■ **DOCUMENT SEGMENT**:
=====
Step 1: Initialize indexio¶

indexio init-config

This creates infra/indexio/config.yml with default settings for chunking and embedding.

Step 2: Register sources¶

Tell indexio what to index. Sources are directories or file patterns:

indexio add-source docs/         # markdown documentation
indexio add-source bib/main.bib  # bibliography entries
indexio add-source src/          # source code

Each source gets chunking parameters appropriate to its content type. The config file (infra/indexio/config.yml) stores the registered sources.

What to index

Index the materials your agent needs for context:

docs/ — project documentation, how-to guides, design decisions
docs/log/ — notio notes (ideas, tasks, meeting notes)
bib/ — bibliography entries and extracted paper text
src/ — source code (useful for code search alongside codio)
docs/reference/codelib/ — codio curated library notes

Step 3: Build the corpus¶

indexio build

This runs the full pipeline:

Scan registered sources for files
Chunk documents into passages (respecting markdown headers, code blocks, etc.)
Embed chunks using the configured embedding model
Store the vector index for retrieval

Build time depends on corpus size. A typical research project (100 docs, 50 papers) takes a few minutes.

Step 4: Query via MCP¶

Single query¶

Ask the agent a question and it retrieves relevant passages:

You: What methods exist for detecting travelling waves in neural data?

The agent calls rag_query(query="methods for detecting travelling waves in neural data", k=8):

{
  "corpus": "default",
  "results": [
    {
      "chunk_id": "bib/docling/muller_2018.md:chunk_3",
      "score": 0.91,
      "text": "Phase gradient methods compute the spatial derivative of instantaneous phase...",
      "source": "bib/docling/muller_2018.md"
    },
    {
      "chunk_id": "docs/log/idea/idea-arash-20260310.md:chunk_1",
      "score": 0.84,
      "text": "Compare optical flow approaches vs phase gradient for wave detection...",
      "source": "docs/log/idea/idea-arash-20260310.md"
    }
  ]
}

The results include text excerpts with source attribution, so the agent can cite where information came from.

Multi-query search¶

For complex questions that span multiple facets:

You: I need to understand both the mathematical foundations and the Python
     implementations for multitaper spectral analysis.

The agent calls rag_query_multi:

{
  "queries": [
    "mathematical foundations of multitaper spectral analysis",
    "Python implementations of multitaper spectral estimation"
  ],
  "k": 5
}

Results are deduplicated across queries — a passage matching both facets appears once with the higher score.
=====
■ **INFORMATION PROVIDED**:
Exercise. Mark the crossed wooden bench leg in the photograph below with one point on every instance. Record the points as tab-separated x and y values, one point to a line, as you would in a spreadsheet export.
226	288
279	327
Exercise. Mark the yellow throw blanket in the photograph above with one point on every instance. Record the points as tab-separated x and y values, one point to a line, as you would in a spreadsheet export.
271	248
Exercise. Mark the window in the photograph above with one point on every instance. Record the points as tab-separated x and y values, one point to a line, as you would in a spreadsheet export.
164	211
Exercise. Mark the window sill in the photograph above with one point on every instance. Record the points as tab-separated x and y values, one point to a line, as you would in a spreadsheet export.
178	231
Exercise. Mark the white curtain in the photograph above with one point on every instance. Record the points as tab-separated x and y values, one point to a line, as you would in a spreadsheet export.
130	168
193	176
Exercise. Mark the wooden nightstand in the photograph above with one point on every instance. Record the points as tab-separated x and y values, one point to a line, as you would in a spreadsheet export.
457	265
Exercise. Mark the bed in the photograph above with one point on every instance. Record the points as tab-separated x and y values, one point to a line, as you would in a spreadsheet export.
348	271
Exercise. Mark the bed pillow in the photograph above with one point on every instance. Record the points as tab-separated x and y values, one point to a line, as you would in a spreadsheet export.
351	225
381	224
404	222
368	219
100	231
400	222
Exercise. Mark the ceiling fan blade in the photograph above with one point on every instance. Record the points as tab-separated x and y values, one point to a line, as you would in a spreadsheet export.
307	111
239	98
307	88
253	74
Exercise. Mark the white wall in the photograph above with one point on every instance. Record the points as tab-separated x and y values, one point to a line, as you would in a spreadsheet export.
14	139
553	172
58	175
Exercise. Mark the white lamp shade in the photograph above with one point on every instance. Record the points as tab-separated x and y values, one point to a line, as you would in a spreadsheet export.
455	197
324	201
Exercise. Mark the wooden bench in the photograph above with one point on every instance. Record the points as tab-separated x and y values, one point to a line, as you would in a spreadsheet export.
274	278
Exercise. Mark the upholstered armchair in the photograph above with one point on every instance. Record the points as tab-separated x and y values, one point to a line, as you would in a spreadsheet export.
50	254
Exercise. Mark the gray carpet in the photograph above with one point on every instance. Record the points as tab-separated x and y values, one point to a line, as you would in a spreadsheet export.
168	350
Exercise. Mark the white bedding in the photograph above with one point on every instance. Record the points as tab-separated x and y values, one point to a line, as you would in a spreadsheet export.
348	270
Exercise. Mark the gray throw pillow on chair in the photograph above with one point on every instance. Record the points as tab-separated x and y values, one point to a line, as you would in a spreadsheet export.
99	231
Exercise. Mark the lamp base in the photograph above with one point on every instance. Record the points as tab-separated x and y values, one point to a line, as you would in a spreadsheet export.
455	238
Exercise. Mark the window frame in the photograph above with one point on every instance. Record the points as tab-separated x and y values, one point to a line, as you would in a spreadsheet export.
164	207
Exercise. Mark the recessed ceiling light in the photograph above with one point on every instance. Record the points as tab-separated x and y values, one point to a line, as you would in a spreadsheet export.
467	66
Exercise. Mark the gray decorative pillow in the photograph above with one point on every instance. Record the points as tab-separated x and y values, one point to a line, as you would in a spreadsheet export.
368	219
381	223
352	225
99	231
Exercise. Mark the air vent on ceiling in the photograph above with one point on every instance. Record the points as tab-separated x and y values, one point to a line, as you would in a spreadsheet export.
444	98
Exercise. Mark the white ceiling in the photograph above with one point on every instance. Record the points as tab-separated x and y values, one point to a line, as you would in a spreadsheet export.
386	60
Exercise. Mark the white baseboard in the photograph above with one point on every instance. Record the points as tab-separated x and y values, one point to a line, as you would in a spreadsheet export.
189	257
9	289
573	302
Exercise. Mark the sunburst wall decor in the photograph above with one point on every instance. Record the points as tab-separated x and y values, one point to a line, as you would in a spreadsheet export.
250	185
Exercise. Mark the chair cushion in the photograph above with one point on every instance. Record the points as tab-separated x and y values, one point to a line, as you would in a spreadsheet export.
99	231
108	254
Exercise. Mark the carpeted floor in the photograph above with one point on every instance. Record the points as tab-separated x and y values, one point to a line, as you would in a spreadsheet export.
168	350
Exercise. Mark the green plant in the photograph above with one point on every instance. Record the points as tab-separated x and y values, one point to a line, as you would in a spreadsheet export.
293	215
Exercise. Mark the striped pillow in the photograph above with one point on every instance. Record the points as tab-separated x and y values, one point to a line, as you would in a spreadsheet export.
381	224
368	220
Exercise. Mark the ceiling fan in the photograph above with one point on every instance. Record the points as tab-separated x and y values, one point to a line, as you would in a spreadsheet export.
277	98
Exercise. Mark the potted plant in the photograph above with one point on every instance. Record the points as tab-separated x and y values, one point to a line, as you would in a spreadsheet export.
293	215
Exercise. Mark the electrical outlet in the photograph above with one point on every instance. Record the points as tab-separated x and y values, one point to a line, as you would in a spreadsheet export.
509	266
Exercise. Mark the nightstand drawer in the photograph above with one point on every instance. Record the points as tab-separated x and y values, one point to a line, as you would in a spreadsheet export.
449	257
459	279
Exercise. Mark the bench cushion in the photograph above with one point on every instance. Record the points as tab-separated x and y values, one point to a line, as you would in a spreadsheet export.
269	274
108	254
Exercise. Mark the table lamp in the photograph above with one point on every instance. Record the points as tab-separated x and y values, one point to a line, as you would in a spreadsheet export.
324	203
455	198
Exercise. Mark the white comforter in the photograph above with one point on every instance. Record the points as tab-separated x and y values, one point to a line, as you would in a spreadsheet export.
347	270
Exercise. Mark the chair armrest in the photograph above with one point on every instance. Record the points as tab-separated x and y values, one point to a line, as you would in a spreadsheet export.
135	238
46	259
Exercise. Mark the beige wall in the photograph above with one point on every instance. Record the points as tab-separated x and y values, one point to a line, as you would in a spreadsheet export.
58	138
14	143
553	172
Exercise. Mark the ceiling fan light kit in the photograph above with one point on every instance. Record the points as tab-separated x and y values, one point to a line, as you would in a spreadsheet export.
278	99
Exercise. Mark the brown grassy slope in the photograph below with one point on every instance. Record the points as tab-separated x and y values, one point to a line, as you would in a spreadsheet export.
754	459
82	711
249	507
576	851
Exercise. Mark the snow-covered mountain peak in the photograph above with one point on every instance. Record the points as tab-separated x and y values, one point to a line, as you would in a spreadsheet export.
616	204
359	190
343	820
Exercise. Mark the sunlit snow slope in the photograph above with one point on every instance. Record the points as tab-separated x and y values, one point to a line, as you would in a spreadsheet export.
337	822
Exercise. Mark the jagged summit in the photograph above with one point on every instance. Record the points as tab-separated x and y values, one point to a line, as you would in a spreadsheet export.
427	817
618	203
=====
■ **THINGS TO DO**:
A – From the indexio guide, list each stage of the pipeline that the indexio build command runs.
B – Please rewrite the indexio guide starting with "docs/reference/codelib/ — codio" and going on through "a few minutes.", changing "vector index" to "search index".
C – Write the next part of the indexio guide, beginning after its final sentence.

■ **PER-TASK ANSWERS**:
A –
- Scan registered sources for files
- Chunk documents into passages (respecting markdown headers, code blocks, etc.)
- Embed chunks using the configured embedding model
- Store the vector index for retrieval

B –
docs/reference/codelib/ — codio curated library notes

Step 3: Build the corpus¶

indexio build

This runs the full pipeline:

Scan registered sources for files
Chunk documents into passages (respecting markdown headers, code blocks, etc.)
Embed chunks using the configured embedding model
Store the search index for retrieval

Build time depends on corpus size. A typical research project (100 docs, 50 papers) takes a few minutes.

C –
List corpora¶

You: What corpora are indexed?

The agent calls corpus_list():

{
  "corpora": [
    {"name": "default", "chunks": 1247, "sources": 5, "last_built": "2026-03-18T14:30:00"}
  ]
}

Step 5: Keep the corpus current¶

After adding new documents, papers, or notes:

indexio build    # rebuilds incrementally

For biblio integration, register codio and biblio sources:

codio rag sync   # register codio sources in indexio
biblio rag sync  # register biblio sources in indexio
indexio build    # rebuild with new sources

Agent patterns¶

Grounded answers¶

The agent uses RAG to ground responses in your project's actual content rather than general knowledge:

You: Based on our project notes and papers, what's the recommended
     approach for phase estimation?

The agent calls rag_query, reads the top results, and synthesizes an answer citing specific documents.

Cross-domain search¶

Combine RAG with other tools for comprehensive research:

You: Find everything we have about multitaper methods — papers,
     notes, and code libraries.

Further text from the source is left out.